* [GOAL OF THE EXERCISE]: Answer with one number only: the count of lines below that hold the word "white".

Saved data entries
------------------------------

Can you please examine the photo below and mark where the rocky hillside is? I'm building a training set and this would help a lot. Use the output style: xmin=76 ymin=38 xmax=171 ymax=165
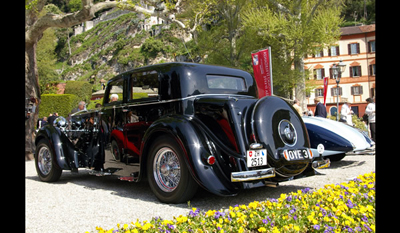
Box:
xmin=57 ymin=10 xmax=194 ymax=90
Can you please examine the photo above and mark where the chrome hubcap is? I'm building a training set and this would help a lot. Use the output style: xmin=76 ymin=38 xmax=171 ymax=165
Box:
xmin=38 ymin=146 xmax=52 ymax=176
xmin=153 ymin=147 xmax=181 ymax=192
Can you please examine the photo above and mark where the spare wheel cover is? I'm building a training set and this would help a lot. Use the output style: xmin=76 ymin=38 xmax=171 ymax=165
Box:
xmin=251 ymin=96 xmax=310 ymax=176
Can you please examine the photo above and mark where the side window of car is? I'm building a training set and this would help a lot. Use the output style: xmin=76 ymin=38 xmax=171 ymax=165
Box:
xmin=129 ymin=70 xmax=159 ymax=102
xmin=104 ymin=78 xmax=124 ymax=105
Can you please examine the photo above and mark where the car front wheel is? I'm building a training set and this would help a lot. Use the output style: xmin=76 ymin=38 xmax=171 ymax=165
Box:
xmin=147 ymin=137 xmax=198 ymax=203
xmin=35 ymin=139 xmax=62 ymax=182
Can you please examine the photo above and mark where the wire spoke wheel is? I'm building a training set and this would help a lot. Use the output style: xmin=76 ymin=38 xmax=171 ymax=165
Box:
xmin=153 ymin=147 xmax=181 ymax=192
xmin=37 ymin=146 xmax=52 ymax=176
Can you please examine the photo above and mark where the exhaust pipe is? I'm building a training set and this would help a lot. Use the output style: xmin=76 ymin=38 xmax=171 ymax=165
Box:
xmin=264 ymin=181 xmax=279 ymax=188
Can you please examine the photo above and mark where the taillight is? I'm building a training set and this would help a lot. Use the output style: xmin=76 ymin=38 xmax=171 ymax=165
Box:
xmin=207 ymin=155 xmax=216 ymax=165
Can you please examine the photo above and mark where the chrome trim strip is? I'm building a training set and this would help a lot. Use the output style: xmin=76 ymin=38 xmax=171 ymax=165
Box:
xmin=111 ymin=94 xmax=256 ymax=109
xmin=231 ymin=168 xmax=275 ymax=182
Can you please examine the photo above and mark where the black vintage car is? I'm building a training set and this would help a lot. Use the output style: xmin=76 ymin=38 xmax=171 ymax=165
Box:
xmin=35 ymin=62 xmax=329 ymax=203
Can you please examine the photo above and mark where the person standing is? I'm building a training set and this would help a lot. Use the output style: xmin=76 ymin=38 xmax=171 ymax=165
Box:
xmin=293 ymin=100 xmax=302 ymax=115
xmin=71 ymin=101 xmax=87 ymax=114
xmin=365 ymin=97 xmax=376 ymax=142
xmin=47 ymin=113 xmax=58 ymax=125
xmin=340 ymin=101 xmax=353 ymax=126
xmin=314 ymin=98 xmax=327 ymax=118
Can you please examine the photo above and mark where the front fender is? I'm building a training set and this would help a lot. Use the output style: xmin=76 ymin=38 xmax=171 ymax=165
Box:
xmin=35 ymin=125 xmax=77 ymax=171
xmin=141 ymin=115 xmax=239 ymax=196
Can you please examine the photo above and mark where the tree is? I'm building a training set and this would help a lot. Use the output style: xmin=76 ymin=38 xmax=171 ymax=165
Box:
xmin=194 ymin=0 xmax=257 ymax=69
xmin=25 ymin=0 xmax=189 ymax=156
xmin=242 ymin=0 xmax=343 ymax=110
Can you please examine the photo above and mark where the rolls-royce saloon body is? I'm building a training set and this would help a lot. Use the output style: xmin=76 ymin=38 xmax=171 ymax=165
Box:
xmin=35 ymin=62 xmax=329 ymax=203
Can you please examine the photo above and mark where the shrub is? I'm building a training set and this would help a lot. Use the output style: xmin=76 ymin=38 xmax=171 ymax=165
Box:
xmin=90 ymin=172 xmax=375 ymax=233
xmin=39 ymin=94 xmax=79 ymax=118
xmin=64 ymin=81 xmax=93 ymax=104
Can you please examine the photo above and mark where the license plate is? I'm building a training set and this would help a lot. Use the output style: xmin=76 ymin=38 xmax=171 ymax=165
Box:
xmin=247 ymin=149 xmax=267 ymax=167
xmin=283 ymin=149 xmax=311 ymax=161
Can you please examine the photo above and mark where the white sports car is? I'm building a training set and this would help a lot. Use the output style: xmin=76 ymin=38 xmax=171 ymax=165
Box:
xmin=302 ymin=117 xmax=375 ymax=161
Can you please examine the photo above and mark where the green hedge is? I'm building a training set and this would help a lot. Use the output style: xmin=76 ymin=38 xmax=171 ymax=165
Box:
xmin=64 ymin=81 xmax=92 ymax=104
xmin=39 ymin=94 xmax=79 ymax=118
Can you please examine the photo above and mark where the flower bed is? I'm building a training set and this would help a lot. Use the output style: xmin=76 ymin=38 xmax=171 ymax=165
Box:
xmin=90 ymin=172 xmax=375 ymax=233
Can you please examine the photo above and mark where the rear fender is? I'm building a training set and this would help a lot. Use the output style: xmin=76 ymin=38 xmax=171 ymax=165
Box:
xmin=35 ymin=125 xmax=77 ymax=170
xmin=141 ymin=115 xmax=239 ymax=196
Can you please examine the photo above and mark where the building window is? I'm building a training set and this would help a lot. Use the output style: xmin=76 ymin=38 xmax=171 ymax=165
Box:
xmin=369 ymin=64 xmax=376 ymax=76
xmin=331 ymin=87 xmax=342 ymax=96
xmin=314 ymin=68 xmax=325 ymax=80
xmin=314 ymin=50 xmax=324 ymax=57
xmin=351 ymin=85 xmax=363 ymax=95
xmin=348 ymin=43 xmax=360 ymax=55
xmin=368 ymin=41 xmax=375 ymax=53
xmin=329 ymin=46 xmax=339 ymax=56
xmin=350 ymin=66 xmax=362 ymax=77
xmin=329 ymin=68 xmax=342 ymax=79
xmin=315 ymin=88 xmax=324 ymax=97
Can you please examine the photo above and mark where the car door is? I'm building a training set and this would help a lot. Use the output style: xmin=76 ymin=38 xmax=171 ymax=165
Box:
xmin=102 ymin=76 xmax=126 ymax=162
xmin=122 ymin=70 xmax=160 ymax=161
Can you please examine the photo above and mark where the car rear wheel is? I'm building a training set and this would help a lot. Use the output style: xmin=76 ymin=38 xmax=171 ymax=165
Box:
xmin=35 ymin=139 xmax=62 ymax=182
xmin=147 ymin=137 xmax=198 ymax=203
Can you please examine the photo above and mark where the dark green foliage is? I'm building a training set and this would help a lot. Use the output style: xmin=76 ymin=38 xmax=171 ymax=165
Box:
xmin=64 ymin=81 xmax=93 ymax=103
xmin=39 ymin=94 xmax=79 ymax=118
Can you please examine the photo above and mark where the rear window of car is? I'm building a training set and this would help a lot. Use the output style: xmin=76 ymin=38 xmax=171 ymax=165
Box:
xmin=206 ymin=75 xmax=246 ymax=91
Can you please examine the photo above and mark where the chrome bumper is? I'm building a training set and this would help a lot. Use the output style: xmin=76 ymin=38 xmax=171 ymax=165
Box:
xmin=231 ymin=168 xmax=275 ymax=182
xmin=347 ymin=146 xmax=375 ymax=155
xmin=312 ymin=158 xmax=330 ymax=169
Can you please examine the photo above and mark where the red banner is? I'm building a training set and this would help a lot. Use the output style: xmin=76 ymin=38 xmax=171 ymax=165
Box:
xmin=251 ymin=47 xmax=273 ymax=98
xmin=323 ymin=77 xmax=328 ymax=106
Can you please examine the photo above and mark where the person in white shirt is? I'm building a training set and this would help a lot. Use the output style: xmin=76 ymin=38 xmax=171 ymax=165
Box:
xmin=340 ymin=102 xmax=353 ymax=126
xmin=365 ymin=97 xmax=376 ymax=142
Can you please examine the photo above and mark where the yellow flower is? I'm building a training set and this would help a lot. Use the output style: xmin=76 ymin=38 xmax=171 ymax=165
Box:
xmin=249 ymin=201 xmax=258 ymax=209
xmin=272 ymin=226 xmax=280 ymax=233
xmin=206 ymin=210 xmax=216 ymax=217
xmin=293 ymin=225 xmax=300 ymax=231
xmin=177 ymin=215 xmax=188 ymax=224
xmin=370 ymin=224 xmax=375 ymax=231
xmin=123 ymin=224 xmax=129 ymax=230
xmin=162 ymin=220 xmax=174 ymax=226
xmin=350 ymin=208 xmax=359 ymax=215
xmin=258 ymin=227 xmax=267 ymax=232
xmin=134 ymin=221 xmax=142 ymax=228
xmin=279 ymin=193 xmax=287 ymax=201
xmin=142 ymin=223 xmax=152 ymax=231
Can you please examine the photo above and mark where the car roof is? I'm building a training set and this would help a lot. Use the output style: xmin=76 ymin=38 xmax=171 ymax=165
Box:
xmin=107 ymin=62 xmax=257 ymax=99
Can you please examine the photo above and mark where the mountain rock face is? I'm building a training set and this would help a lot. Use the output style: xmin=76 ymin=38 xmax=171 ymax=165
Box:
xmin=58 ymin=10 xmax=192 ymax=87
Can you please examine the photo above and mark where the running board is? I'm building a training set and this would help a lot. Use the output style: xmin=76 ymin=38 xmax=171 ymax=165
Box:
xmin=89 ymin=168 xmax=121 ymax=176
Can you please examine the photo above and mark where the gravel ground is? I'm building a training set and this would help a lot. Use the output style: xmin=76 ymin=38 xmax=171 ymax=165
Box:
xmin=25 ymin=154 xmax=375 ymax=233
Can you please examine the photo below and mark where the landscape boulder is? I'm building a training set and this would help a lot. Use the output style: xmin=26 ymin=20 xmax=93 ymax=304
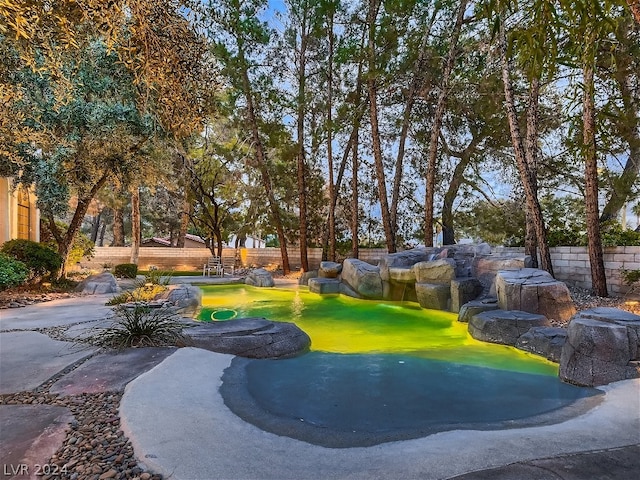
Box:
xmin=415 ymin=283 xmax=450 ymax=310
xmin=245 ymin=268 xmax=275 ymax=288
xmin=186 ymin=317 xmax=310 ymax=359
xmin=559 ymin=308 xmax=640 ymax=386
xmin=308 ymin=278 xmax=341 ymax=295
xmin=341 ymin=258 xmax=383 ymax=299
xmin=468 ymin=309 xmax=550 ymax=346
xmin=450 ymin=278 xmax=483 ymax=313
xmin=159 ymin=285 xmax=202 ymax=316
xmin=75 ymin=272 xmax=120 ymax=295
xmin=413 ymin=259 xmax=456 ymax=285
xmin=516 ymin=326 xmax=567 ymax=363
xmin=319 ymin=262 xmax=342 ymax=278
xmin=378 ymin=248 xmax=437 ymax=282
xmin=457 ymin=298 xmax=499 ymax=323
xmin=495 ymin=268 xmax=576 ymax=322
xmin=298 ymin=270 xmax=318 ymax=286
xmin=472 ymin=255 xmax=532 ymax=293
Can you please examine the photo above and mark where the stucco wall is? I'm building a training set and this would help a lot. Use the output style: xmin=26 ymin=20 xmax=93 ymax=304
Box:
xmin=0 ymin=178 xmax=39 ymax=245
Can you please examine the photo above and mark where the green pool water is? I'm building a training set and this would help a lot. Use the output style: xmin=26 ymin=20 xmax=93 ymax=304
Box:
xmin=198 ymin=284 xmax=558 ymax=376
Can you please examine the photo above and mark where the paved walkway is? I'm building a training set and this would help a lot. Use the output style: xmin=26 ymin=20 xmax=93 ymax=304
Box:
xmin=1 ymin=286 xmax=638 ymax=479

------------------------------

* [YOUR SOLUTION]: 2